======== DATA PROVIDED

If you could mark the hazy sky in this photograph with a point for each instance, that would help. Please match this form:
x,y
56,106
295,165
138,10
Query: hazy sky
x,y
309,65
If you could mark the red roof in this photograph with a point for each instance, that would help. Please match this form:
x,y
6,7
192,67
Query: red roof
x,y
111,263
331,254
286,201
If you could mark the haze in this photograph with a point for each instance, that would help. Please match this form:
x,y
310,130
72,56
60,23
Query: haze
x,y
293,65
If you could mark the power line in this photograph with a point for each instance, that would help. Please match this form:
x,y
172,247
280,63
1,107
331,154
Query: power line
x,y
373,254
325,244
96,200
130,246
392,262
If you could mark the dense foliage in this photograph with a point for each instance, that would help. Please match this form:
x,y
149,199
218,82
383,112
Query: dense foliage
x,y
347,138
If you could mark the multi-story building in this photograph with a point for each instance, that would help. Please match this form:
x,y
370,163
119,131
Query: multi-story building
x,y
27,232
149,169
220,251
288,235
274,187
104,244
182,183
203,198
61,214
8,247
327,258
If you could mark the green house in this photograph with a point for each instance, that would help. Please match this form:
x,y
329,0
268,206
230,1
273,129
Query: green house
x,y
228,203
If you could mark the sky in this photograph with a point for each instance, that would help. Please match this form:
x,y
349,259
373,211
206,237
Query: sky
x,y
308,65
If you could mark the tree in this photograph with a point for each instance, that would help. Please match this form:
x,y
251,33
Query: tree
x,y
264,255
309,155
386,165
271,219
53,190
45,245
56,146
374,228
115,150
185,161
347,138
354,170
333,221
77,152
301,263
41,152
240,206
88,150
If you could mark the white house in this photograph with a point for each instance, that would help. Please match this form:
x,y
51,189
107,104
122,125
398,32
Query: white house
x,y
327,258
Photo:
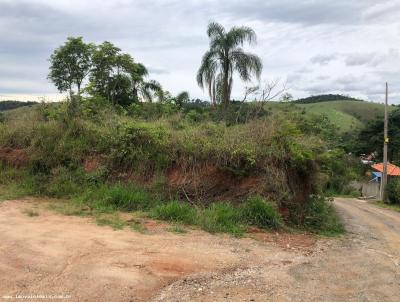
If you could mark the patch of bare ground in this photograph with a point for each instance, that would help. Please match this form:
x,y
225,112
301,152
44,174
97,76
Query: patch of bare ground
x,y
50,253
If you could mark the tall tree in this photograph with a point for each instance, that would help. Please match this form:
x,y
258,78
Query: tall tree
x,y
118,78
70,64
224,57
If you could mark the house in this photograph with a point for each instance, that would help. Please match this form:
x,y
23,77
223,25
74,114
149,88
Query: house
x,y
392,170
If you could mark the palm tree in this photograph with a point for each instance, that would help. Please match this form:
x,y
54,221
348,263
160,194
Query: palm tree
x,y
224,57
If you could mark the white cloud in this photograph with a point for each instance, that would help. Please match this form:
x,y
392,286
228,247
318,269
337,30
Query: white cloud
x,y
344,46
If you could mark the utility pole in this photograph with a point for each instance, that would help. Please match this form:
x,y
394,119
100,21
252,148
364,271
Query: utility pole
x,y
385,145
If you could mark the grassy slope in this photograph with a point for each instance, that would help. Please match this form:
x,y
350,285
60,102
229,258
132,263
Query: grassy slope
x,y
346,115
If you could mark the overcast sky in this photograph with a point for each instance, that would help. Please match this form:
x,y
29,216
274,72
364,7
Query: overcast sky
x,y
317,46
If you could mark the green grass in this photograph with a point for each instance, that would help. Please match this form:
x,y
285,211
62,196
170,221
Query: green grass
x,y
175,211
222,218
256,211
393,207
347,115
177,229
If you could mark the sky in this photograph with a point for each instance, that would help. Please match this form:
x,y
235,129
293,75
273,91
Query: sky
x,y
350,47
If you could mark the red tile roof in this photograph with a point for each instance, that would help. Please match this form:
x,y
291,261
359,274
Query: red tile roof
x,y
392,169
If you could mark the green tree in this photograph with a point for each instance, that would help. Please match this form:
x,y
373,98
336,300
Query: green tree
x,y
119,79
70,64
182,98
224,57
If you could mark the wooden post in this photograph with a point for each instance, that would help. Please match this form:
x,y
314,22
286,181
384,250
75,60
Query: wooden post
x,y
385,146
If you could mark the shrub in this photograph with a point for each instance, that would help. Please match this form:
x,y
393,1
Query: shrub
x,y
393,190
175,211
319,216
222,218
256,211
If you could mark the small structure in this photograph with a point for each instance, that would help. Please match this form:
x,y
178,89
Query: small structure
x,y
392,170
376,177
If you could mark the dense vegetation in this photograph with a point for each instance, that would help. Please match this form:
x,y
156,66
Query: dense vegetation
x,y
178,162
222,165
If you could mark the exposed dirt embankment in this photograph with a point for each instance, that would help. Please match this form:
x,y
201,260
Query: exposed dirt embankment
x,y
207,182
53,254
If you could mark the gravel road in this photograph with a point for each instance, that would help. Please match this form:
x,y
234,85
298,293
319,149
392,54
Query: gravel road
x,y
51,254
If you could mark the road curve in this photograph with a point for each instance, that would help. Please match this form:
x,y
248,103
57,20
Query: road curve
x,y
363,265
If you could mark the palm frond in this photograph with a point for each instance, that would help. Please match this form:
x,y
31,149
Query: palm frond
x,y
239,35
246,64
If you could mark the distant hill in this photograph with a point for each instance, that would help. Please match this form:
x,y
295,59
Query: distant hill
x,y
325,98
8,105
345,114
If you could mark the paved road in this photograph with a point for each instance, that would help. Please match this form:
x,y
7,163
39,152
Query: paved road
x,y
362,266
55,254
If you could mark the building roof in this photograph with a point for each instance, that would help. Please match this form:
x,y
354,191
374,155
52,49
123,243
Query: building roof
x,y
392,169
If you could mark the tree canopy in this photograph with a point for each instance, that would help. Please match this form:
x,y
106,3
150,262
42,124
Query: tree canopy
x,y
70,64
225,57
113,75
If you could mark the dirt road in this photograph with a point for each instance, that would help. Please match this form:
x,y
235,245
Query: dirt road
x,y
51,254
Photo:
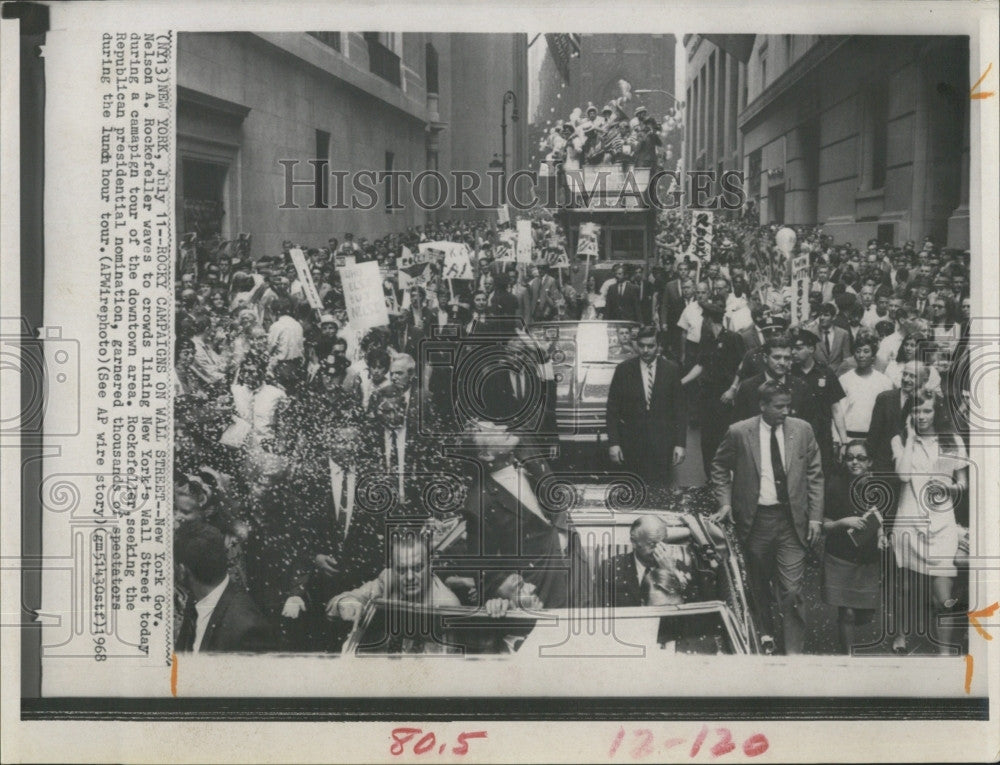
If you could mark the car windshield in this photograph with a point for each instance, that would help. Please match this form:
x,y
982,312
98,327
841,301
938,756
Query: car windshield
x,y
392,628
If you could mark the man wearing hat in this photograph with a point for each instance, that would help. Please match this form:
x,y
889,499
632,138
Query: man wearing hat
x,y
754,362
834,342
719,354
823,388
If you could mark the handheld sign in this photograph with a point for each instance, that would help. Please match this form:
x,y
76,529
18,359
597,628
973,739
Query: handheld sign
x,y
363,296
457,264
305,277
524,241
586,243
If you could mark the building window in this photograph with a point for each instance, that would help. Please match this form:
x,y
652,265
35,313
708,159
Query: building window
x,y
382,61
329,39
322,189
389,201
879,136
203,197
431,67
626,243
753,174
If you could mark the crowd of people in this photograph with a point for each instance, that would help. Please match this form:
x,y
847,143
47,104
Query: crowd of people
x,y
608,135
298,435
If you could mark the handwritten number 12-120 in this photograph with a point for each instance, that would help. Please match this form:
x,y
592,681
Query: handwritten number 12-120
x,y
645,743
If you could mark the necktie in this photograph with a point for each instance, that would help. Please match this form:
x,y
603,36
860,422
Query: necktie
x,y
185,638
646,586
778,468
904,411
343,495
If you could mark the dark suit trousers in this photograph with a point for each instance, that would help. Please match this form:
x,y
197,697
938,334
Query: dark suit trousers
x,y
715,418
776,566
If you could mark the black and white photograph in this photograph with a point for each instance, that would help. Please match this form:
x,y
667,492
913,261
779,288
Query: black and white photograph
x,y
525,384
732,421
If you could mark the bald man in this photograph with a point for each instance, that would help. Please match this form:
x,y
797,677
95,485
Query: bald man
x,y
629,579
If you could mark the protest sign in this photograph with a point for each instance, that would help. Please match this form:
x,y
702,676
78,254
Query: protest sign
x,y
701,234
305,277
457,264
524,241
586,243
363,296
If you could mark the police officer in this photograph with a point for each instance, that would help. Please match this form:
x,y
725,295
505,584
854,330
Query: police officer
x,y
719,354
755,362
824,391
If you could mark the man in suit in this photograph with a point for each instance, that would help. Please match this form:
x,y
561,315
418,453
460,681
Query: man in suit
x,y
502,304
834,343
768,475
622,301
669,306
627,579
889,414
399,454
507,518
540,297
646,414
777,356
219,616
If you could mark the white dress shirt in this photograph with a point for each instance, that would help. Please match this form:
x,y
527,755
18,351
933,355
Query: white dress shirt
x,y
400,462
691,321
644,370
337,478
285,339
512,480
204,608
768,490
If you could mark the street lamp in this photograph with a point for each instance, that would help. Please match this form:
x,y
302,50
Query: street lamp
x,y
680,106
508,98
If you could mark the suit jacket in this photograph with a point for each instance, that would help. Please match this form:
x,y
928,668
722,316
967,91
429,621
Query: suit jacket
x,y
502,304
617,584
236,624
539,299
646,292
670,308
886,423
623,305
736,474
839,347
498,524
633,426
747,401
750,338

================

Would you please reproduce the records above exactly, only from their first line through the line holding "If you could mark the tree in", with both ends included?

If you could mark the hazy sky in this photograph with a point for each instance, that would help. Please match this form:
x,y
56,106
295,165
138,10
Query: hazy sky
x,y
309,65
If you could mark the red roof in this photograph with a point for each instance, that would help. Please match this form:
x,y
6,7
192,67
Query: red roof
x,y
111,263
331,254
286,201
If you could mark the haze in this photograph with a point for each instance, that would help. Please match this form:
x,y
310,130
72,56
60,23
Query: haze
x,y
293,65
If you could mark the power line in this photograph with a point for each instance, that would help. Please match this form:
x,y
172,247
280,63
1,107
331,154
Query: power line
x,y
373,254
325,244
96,200
130,246
392,262
If you could mark the dense foliage in this photograph with a point for each instance, that would help. Please match this form:
x,y
149,199
218,82
383,112
Query: dense foliage
x,y
347,138
If you could mark the multi-story building in this photograph with a point for each instance, that would help. Please match this form:
x,y
370,163
119,131
Query: multi-story building
x,y
27,232
149,169
220,251
288,235
274,187
104,244
182,183
203,198
61,214
8,247
327,258
If you could mark the green house in this photograph with a point for each instance, that would help. Please match this form:
x,y
329,0
268,206
230,1
273,129
Query: green house
x,y
228,203
If you could mark the sky in this photograph with a point for each instance, that would help. Please match this form:
x,y
349,259
373,211
206,237
Query: sky
x,y
308,65
If you could mark the tree in this photograph with a point for each instance, that would help. Please match this form:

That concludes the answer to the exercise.